***** DATASET EXTRACT

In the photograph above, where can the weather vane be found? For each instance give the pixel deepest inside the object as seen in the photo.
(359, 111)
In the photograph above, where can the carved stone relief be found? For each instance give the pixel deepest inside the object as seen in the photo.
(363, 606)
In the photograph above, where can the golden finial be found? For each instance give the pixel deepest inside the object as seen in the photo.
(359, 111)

**********

ACTION ITEM: The records above are to be repeated in full, word for word.

SOLUTION FOR THIS PROBLEM:
In the photograph above, where can the weather vane be found? For each instance give the pixel deepest inside the object as seen in the photo.
(359, 111)
In the photograph above, where can the carved stone relief be found? For each instance give the pixel deepest inside the object as seen in the photo.
(363, 606)
In the photograph above, where can the golden finial be found? For each instance give the pixel deepest inside the object as seen in the photo.
(359, 111)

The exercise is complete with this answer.